- [引用文]

#####

米国はAI業界の中心となる地域だ。調達金額がトップレベルにあり、世界のAI関連の資金調達の41%が米国で行われている。21年第1四半期の資金調達のうち、米国企業の割合は41%で首位、次いで中国の19%が続いた。
Waymoの調達額がトップ、AIプロセッサー企業は23回調達
21年第2四半期において、交通運輸業のAIスタートアップの調達額は全体の20%以上を占めたが、調達件数はわずか7%にとどまった。Alphabet傘下の米「Waymo(ウェイモ)」が25億ドル(約2750億円)、GMが買収した「クルーズ・オートメーション(Cruise Automation)」が7億5000万ドル(約830億円)の資金調達を行った。

#####

- [指示 A]
AI資金調達に関する引用文で、21年第1四半期の資金調達において米国企業に次いだ国はどこで、その割合は何%か。
- [指示 B]
AI資金調達に関する引用文の最後の文の後から、続きを書いてください。

- [記録]
#####

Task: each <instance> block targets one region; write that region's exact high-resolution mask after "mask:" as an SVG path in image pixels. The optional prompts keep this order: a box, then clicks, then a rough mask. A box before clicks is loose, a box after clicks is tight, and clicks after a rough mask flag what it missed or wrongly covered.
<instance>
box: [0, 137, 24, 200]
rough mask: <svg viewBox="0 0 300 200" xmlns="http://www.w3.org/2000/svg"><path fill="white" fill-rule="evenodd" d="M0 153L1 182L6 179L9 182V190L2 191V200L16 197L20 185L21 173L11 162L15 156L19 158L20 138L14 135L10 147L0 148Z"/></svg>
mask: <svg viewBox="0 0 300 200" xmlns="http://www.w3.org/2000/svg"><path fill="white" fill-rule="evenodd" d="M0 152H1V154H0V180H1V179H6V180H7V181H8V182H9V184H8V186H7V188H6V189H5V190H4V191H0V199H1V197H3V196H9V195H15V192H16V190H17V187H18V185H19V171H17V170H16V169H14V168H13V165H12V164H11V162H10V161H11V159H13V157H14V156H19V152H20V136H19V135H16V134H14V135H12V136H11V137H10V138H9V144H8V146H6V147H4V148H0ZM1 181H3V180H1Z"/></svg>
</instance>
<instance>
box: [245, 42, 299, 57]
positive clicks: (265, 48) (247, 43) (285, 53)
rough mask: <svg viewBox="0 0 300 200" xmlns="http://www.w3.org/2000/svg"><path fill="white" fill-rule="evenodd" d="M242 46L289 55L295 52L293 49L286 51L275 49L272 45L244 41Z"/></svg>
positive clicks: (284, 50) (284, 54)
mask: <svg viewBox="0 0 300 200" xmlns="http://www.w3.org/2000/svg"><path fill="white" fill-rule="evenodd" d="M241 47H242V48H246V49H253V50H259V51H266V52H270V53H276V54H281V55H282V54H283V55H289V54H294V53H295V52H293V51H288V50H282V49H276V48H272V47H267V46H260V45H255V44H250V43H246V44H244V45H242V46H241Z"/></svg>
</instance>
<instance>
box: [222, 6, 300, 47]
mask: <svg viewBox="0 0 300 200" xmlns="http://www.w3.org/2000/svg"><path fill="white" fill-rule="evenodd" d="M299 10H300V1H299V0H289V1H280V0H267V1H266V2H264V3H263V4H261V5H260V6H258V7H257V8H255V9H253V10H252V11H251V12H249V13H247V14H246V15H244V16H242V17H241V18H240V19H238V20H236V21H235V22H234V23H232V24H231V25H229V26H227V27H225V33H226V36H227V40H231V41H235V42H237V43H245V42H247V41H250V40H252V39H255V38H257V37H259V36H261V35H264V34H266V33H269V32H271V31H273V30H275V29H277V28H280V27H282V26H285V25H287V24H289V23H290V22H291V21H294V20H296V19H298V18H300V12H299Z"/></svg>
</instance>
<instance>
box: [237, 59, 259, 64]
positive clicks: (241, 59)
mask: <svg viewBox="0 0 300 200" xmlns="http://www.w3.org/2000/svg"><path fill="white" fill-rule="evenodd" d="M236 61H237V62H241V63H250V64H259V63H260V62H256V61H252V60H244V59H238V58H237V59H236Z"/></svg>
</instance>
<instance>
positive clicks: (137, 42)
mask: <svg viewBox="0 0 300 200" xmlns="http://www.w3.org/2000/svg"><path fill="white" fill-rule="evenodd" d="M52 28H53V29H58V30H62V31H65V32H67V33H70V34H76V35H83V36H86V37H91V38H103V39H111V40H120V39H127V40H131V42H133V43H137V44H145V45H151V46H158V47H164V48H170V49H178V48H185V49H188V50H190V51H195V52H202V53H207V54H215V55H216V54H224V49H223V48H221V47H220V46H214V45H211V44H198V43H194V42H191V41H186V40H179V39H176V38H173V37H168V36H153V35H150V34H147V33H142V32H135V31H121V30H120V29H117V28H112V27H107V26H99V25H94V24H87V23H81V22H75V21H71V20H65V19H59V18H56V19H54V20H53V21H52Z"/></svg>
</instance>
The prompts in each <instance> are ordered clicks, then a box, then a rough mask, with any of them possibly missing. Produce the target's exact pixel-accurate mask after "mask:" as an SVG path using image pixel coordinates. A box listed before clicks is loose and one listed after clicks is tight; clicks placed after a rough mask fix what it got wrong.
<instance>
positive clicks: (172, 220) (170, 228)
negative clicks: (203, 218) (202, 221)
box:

#####

- [出力 A]
中国で、19%です。

- [出力 B]
AIプロセッサー分野と小売・消費財業界のAIスタートアップも巨額の資金調達を行っている。プロセッサー関連のスタートアップは21年第2四半期に23回の資金調達を行っているが、AI関連のハードウェア開発を行う米「サンバノバ・システムズ(SambaNova Systems)」の6億7600万ドル(約750億円)と自動運転向け人工知能(AI)チップを手掛ける「地平線機器人(Horizon Robotics)」の6億ドル(約660億円)で調達額の半分以上を占めている。また、小売・消費財業界で最も多くの資金調達を行ったのがリテールテックのシンガポール「Trax」の6億4000万ドル(約700億円)だった。同業界のスタートアップの調達額は前四半期比で約1.4倍増となった。
業界別では、医療保健分野がこれまで同様、調達件数が最も多い業界となった。第2四半期には96回のエクイティファイナンスが行われ、AI分野の資金調達全体の17%を占め、前四半期比で横ばいとなった。
金融と保険業界では52回、運輸と物流業界では39回の資金調達が行われた。運輸物流関連スタートアップ企業には主に自動運転車を見据えたベンチャーキャピタルとコーポレートベンチャーキャピタル(CVC)が資金を投じている。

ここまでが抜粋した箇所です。